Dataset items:
-- -- --

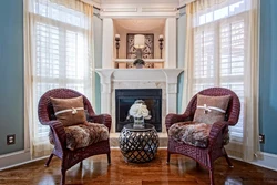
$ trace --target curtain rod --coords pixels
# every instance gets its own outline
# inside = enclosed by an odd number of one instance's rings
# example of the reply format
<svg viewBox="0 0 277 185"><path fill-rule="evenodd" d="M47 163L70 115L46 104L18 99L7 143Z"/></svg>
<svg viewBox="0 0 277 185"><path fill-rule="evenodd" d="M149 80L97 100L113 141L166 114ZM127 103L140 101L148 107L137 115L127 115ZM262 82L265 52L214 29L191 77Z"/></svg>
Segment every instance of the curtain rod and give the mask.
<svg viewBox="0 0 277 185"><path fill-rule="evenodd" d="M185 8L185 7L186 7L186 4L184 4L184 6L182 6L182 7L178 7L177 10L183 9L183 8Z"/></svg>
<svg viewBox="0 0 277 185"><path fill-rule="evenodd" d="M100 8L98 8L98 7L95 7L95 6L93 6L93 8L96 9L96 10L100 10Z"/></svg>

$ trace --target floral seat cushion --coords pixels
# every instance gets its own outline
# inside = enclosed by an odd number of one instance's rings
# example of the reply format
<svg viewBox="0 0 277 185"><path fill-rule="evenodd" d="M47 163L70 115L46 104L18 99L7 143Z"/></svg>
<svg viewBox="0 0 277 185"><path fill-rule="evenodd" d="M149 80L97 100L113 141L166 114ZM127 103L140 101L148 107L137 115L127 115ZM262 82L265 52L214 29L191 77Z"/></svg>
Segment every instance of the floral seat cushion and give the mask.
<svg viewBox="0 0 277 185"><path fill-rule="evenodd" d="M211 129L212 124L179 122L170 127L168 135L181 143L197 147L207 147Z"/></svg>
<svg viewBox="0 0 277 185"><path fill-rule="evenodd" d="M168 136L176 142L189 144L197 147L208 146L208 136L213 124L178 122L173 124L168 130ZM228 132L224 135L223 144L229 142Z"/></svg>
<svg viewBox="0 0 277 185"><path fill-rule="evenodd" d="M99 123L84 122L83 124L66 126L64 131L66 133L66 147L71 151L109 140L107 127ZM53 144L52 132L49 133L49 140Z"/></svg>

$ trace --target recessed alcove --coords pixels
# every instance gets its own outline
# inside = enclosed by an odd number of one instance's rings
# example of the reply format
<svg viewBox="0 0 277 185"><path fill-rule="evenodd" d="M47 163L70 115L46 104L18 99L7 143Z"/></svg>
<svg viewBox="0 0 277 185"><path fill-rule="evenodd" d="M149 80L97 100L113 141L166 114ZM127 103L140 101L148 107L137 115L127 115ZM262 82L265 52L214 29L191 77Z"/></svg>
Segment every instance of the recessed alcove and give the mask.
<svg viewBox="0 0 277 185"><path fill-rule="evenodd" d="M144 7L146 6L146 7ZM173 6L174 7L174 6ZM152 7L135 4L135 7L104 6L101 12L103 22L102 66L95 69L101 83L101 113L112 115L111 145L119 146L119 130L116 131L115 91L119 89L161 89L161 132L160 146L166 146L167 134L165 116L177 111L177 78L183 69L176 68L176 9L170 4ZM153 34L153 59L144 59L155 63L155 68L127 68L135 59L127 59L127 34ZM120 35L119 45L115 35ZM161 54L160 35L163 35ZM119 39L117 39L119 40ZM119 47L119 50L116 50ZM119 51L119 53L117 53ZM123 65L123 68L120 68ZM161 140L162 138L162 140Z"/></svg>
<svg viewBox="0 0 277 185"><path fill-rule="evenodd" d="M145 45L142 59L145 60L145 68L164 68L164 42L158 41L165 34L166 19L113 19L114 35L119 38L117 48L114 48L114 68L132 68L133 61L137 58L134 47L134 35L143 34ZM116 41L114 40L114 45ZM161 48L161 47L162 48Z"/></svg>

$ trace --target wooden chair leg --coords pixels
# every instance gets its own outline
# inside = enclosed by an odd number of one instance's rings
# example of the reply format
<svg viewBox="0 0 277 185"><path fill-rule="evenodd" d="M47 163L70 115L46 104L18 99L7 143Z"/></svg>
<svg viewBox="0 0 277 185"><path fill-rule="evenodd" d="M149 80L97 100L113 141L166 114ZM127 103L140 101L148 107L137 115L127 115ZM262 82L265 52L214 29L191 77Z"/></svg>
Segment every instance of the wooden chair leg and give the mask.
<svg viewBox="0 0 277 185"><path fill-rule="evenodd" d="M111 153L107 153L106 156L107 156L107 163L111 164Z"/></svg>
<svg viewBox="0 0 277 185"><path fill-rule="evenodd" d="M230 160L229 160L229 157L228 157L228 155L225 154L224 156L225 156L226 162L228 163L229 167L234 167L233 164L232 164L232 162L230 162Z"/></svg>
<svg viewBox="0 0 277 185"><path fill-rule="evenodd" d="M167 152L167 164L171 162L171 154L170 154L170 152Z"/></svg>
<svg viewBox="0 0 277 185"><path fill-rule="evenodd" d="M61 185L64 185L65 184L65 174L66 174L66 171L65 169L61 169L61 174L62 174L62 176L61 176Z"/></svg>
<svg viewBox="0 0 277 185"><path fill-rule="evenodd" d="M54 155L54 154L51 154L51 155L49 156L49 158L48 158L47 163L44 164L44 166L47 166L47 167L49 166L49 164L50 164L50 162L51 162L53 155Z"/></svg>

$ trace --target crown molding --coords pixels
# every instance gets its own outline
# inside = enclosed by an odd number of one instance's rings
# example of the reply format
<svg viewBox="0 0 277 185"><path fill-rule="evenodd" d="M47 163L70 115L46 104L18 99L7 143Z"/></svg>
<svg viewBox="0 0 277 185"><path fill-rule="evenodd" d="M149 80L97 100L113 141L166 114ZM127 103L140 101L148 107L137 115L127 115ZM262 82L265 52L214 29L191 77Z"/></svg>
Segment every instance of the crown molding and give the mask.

-- -- --

Reproduce the records verbatim, starting with the line that contains "cushion --coords pixels" and ending with the line that contains "Segment every instance of the floral", both lines included.

## THE OUTPUT
$ trace --target floral seat cushion --coords pixels
# every instance gets its own outline
# inside = enclosed by an odd number of one instance's rings
# example of the reply format
<svg viewBox="0 0 277 185"><path fill-rule="evenodd" d="M47 163L70 115L46 104L18 99L7 143Z"/></svg>
<svg viewBox="0 0 277 185"><path fill-rule="evenodd" d="M149 80L97 100L113 141L166 114ZM127 103L140 101L148 107L137 115L127 115ZM262 82L265 52L214 29L191 77Z"/></svg>
Segment every instance of the floral seat cushion and give the mask.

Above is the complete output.